*Problem to solve*
Report every line in the rows below that contains the word "green", copying each one in full.
#### Listed entries ####
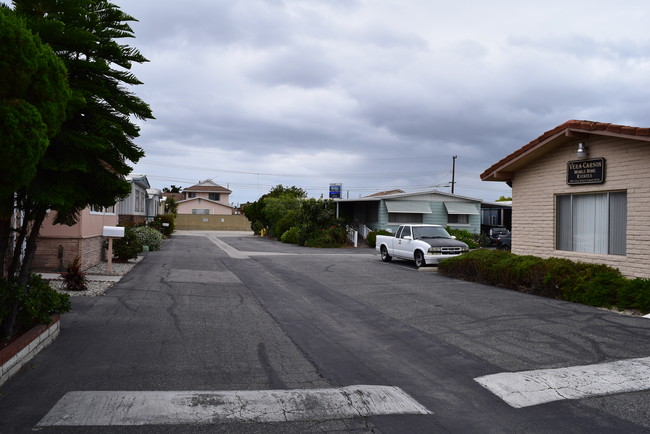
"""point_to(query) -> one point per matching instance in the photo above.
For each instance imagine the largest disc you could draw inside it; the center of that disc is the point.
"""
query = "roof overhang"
(461, 208)
(568, 132)
(408, 206)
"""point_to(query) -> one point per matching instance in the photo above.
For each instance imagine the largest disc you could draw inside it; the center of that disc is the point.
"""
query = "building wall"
(212, 222)
(536, 186)
(438, 215)
(199, 203)
(83, 239)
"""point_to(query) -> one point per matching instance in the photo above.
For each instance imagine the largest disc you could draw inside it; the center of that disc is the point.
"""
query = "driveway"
(174, 346)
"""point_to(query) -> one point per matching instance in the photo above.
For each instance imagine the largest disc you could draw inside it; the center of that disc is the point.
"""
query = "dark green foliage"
(579, 282)
(158, 221)
(372, 237)
(635, 294)
(37, 302)
(33, 99)
(83, 164)
(291, 218)
(149, 236)
(257, 227)
(293, 236)
(257, 213)
(74, 279)
(128, 246)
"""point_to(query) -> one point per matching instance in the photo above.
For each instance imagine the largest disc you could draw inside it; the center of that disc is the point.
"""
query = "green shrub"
(128, 246)
(286, 222)
(594, 285)
(591, 284)
(372, 237)
(158, 224)
(292, 236)
(39, 301)
(36, 302)
(149, 237)
(635, 294)
(74, 279)
(257, 227)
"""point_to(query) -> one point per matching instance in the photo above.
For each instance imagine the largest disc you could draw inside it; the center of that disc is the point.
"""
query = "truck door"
(403, 247)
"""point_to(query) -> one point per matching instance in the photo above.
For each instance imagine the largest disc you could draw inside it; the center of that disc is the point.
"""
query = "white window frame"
(591, 223)
(461, 219)
(404, 217)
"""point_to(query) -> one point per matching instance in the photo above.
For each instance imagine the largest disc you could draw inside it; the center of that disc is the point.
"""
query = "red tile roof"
(578, 126)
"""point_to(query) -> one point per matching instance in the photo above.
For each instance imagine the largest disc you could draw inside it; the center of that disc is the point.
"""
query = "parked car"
(495, 232)
(424, 244)
(504, 242)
####
*Exercise response*
query = "dark green foliage"
query = "green shrub"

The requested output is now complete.